(Exercise description) Look at the entries below and reproduce them exactly.

[Pointing and labeling entries]

* BEGIN *

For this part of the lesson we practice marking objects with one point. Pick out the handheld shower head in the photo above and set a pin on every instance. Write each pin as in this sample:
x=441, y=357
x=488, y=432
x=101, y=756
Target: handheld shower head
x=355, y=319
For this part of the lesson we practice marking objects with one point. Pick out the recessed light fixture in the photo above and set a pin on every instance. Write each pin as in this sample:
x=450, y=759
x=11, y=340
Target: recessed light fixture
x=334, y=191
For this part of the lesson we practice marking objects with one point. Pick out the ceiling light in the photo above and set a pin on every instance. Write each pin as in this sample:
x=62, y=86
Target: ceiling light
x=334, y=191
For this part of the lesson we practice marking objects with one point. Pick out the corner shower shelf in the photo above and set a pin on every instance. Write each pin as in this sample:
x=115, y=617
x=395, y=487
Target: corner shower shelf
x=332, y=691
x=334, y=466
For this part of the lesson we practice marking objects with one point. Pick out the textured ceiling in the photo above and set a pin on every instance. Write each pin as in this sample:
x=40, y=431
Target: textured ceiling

* END *

(Answer to the problem)
For this part of the lesson we practice marking objects with one point. Pick out the handheld shower head in the photo above and set a pin on every instance. Write each pin as in this sample:
x=441, y=357
x=488, y=432
x=101, y=756
Target: handheld shower head
x=355, y=319
For this part of the lesson we practice marking objects with one point. Pick out the recessed light fixture in the photo above and set a pin on every instance. Write each pin as in this sample:
x=450, y=759
x=11, y=340
Target: recessed light fixture
x=334, y=191
For this part of the lesson we practice marking objects with one point. Pick out the ceiling light in the photo above and set a pin on every instance. Write each pin as in this sample:
x=62, y=86
Target: ceiling light
x=334, y=191
For this part of the lesson we practice marking objects with one point. Pick out the corner shower shelf in the photo above and set a pin on every instance. Write each pin as in this sample:
x=115, y=617
x=395, y=487
Target: corner shower shelf
x=332, y=691
x=334, y=466
For this part of the lesson we practice marking objects with one point. Pick out the textured ceiling in the photo above and set a pin on every instance. Write each pin as in this sample:
x=40, y=431
Target: textured ceiling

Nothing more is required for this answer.